= TASK =
The response should be the complete listing below, unchanged.

_ _ _ _ _ _ _

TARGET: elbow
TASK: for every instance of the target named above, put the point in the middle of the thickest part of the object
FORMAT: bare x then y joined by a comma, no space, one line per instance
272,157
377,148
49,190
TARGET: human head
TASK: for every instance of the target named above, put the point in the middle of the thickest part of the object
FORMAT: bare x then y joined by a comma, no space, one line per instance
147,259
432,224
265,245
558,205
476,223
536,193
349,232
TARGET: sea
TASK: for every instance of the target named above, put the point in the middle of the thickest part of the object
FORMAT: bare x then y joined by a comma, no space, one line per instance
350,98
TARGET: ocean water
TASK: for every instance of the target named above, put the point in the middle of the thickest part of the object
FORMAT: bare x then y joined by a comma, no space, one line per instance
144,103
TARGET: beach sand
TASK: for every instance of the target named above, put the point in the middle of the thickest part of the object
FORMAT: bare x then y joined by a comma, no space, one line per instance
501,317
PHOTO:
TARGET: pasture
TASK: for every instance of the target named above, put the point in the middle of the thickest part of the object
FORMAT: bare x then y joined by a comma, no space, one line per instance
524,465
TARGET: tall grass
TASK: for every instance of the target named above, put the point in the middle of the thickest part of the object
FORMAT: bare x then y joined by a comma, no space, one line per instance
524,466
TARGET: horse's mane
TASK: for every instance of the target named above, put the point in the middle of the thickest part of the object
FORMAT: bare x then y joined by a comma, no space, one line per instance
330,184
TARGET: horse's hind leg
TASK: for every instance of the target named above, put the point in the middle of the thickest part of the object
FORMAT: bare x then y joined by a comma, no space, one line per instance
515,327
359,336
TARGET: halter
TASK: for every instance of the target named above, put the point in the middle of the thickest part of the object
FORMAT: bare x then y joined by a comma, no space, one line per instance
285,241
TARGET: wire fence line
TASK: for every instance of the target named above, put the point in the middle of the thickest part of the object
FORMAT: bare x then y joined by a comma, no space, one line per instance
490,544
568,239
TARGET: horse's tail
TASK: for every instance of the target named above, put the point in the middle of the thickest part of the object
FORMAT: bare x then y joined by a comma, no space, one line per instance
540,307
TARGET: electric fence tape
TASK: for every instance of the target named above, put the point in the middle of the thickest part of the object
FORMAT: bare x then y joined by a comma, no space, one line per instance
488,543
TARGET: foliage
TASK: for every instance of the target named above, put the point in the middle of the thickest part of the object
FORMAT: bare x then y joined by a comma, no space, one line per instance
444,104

_ _ _ _ _ _ _

= REPLY TO THE EXERCISE =
TARGET: elbow
TASK: for every instance of the target named above, put the point in the middle of the thickest part of the object
FORMAT: bare x then y joined by a comma, no space, one line per instance
272,157
377,148
49,190
TARGET: human head
TASK: for every instance of the target named above, put the point in the middle of the thickest part of the object
FORMAT: bare x then y joined by a comma, no space, one line per instance
147,259
432,224
265,245
558,205
476,223
536,193
349,232
TARGET: sea
TASK: for every instance of the target named above, put the point in the middle of the thickest part of the object
FORMAT: bare x then y joined by a comma, no space, one line per instance
350,98
TARGET: ocean water
TASK: for every instance of the target named above, put the point in the middle of the thickest part of the object
FORMAT: bare x then y joined by a comma, no space, one line per instance
144,103
TARGET: beach sand
TASK: for every instance of the target named above, put the point in the middle of the thickest part of the object
FORMAT: bare x then y joined by a comma, no space, one line per instance
501,317
PHOTO:
TARGET: pasture
TASK: for every instance of the target named above, put the point in the middle of the thickest part of the object
FORMAT: bare x then y joined by a comma, no space, one line per instance
524,465
TARGET: tall grass
TASK: for every instance of the target named above, put the point in the middle of the thickest part of the object
FORMAT: bare x then y joined by a comma, no space, one line per instance
524,466
TARGET: horse's mane
TASK: for every instance of the target named above, put the point in the middle of the thickest part of the object
FORMAT: bare x then y joined by a comma, no space, one line per instance
330,184
TARGET: horse's hind leg
TASK: for every instance of the target named above, put the point in the middle of the thickest part of the object
FORMAT: bare x then y joined by a comma, no space, one line per instance
515,327
359,336
TARGET: halter
TASK: for every instance of the target named above, put the point in the middle of the thickest part of the object
FORMAT: bare x then y joined by a comma, no space, one line per instance
285,241
TARGET: wire fence line
TASK: for every instance of the target named above, put the point in the middle of the thickest part of the object
FORMAT: bare x then y joined by a comma, no space, one line per instance
490,544
568,239
TARGET: horse's tail
TASK: for every instance of the target named above, put the point in the middle of the thickest part of the object
FORMAT: bare x then y joined by a comma, no space, one line per instance
540,307
TARGET: electric fence tape
TASK: for every instance of the target named above, put the point in the middle of the thickest part of the object
FORMAT: bare x then y joined by a comma, no space, one line per instance
488,543
TARGET: foliage
TASK: for every instance of the target named above, put the point in the middle of the thickest part of the object
FORMAT: bare x then y joined by a comma, no space, one line per instance
444,104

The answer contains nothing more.